> _Activity_
Print the passage of the incident-to billing article that begins at the words "So what’s the" and stops after the words "for billing fraud.".

++++ Extract to read

Billing incident to is a question I frequently find in my inbox, on listserves, social media groups and at conferences. I’ve even seen this discussed, often erroneously on medical billing and coding discussion groups and listserves.
In most situations, this applies to Medicare, but it is possible that your state Medicaid payer, as well as some commercial insurers have adopted, or will adopt these rules.
So what’s the deal about incident to? Many practices that employee advanced practice clinicians (NPs and PAs) like to bill incident to. Why? Billing incident to allows a practice to collect 100% of the Medicare physician allowable reimbursement. As you know, advanced practice clinicians (NPs and Pas) are allowed only 85% of the physician allowable. Since profit margins are low, it makes sense that a practice wants to collect 100%.
Of course, it makes sense for clinicians to be paid for the same work…but that’s another story for another time.)
However, there are several rules which must be met when billing under incident to. It is your responsibility to understand the billing that takes place in your name. Ignorance is not a defense should the office be investigated for billing fraud.
Here’s a run down on the incident to requirements (references at the end of this article):
- The Advanced Practice Clinician must be employed by or contracted to the physician or physician group.

++++++++
++++ Provided information

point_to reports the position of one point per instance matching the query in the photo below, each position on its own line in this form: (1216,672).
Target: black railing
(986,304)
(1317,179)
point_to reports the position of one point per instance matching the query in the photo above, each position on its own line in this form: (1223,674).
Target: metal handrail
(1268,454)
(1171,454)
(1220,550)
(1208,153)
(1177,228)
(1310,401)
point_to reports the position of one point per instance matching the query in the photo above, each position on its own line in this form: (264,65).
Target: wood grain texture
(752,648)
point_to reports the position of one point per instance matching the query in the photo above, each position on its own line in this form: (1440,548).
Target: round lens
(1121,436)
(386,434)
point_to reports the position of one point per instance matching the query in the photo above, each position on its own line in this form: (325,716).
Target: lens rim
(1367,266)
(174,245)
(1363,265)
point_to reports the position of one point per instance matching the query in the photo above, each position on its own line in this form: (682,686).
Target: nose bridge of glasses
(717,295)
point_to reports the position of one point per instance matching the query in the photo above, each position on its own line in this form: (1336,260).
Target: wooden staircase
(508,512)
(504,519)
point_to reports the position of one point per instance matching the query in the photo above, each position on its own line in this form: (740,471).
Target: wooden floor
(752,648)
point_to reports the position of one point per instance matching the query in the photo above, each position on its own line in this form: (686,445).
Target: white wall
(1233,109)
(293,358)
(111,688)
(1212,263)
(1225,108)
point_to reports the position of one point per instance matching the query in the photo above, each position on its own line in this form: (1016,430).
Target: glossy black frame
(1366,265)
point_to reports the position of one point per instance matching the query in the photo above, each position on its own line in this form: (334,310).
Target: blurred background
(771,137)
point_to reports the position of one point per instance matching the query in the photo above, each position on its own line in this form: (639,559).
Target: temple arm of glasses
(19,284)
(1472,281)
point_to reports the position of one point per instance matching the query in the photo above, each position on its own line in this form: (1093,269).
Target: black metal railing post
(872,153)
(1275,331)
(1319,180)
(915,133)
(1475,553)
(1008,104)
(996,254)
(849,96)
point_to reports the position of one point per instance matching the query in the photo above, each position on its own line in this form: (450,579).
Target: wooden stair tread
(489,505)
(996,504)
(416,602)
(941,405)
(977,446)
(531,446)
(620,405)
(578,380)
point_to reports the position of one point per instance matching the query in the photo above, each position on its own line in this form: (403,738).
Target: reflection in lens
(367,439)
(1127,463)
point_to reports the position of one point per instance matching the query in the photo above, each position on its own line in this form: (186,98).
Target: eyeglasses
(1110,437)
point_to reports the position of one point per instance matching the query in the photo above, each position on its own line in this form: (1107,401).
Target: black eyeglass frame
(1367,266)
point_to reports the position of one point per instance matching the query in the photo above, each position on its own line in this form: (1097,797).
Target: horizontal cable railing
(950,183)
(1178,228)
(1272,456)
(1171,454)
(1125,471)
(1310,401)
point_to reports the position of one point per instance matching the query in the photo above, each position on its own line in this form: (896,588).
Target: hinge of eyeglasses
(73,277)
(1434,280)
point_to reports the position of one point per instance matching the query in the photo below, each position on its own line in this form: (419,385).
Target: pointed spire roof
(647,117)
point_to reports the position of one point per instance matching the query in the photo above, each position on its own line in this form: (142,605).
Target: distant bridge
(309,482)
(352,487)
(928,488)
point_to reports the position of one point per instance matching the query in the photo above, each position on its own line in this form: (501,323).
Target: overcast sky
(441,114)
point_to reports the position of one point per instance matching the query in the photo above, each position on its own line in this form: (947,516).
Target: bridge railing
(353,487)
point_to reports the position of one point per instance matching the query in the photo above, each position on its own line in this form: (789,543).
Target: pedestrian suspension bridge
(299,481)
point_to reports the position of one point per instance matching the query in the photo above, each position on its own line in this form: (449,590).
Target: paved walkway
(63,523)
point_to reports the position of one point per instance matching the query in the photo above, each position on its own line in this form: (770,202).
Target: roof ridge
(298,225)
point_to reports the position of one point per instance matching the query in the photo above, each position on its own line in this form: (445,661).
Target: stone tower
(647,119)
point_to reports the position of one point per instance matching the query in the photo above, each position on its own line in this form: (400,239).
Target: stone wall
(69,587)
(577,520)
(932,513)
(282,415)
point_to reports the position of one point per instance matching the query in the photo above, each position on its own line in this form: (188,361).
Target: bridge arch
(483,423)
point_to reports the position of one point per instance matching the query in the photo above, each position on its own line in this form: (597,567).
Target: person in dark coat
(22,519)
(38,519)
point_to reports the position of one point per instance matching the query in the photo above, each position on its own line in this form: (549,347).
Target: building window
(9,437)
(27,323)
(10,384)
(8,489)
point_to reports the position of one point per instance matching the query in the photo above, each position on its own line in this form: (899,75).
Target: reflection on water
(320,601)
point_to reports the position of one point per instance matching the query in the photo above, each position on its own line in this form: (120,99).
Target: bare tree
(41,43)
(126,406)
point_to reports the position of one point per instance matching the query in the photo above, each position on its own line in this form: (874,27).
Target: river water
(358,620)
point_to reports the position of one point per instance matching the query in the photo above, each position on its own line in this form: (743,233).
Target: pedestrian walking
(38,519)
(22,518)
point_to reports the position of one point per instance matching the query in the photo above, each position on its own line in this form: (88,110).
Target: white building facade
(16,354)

++++++++

> _Exercise solution_
So what’s the deal about incident to? Many practices that employee advanced practice clinicians (NPs and PAs) like to bill incident to. Why? Billing incident to allows a practice to collect 100% of the Medicare physician allowable reimbursement. As you know, advanced practice clinicians (NPs and Pas) are allowed only 85% of the physician allowable. Since profit margins are low, it makes sense that a practice wants to collect 100%.
Of course, it makes sense for clinicians to be paid for the same work…but that’s another story for another time.)
However, there are several rules which must be met when billing under incident to. It is your responsibility to understand the billing that takes place in your name. Ignorance is not a defense should the office be investigated for billing fraud.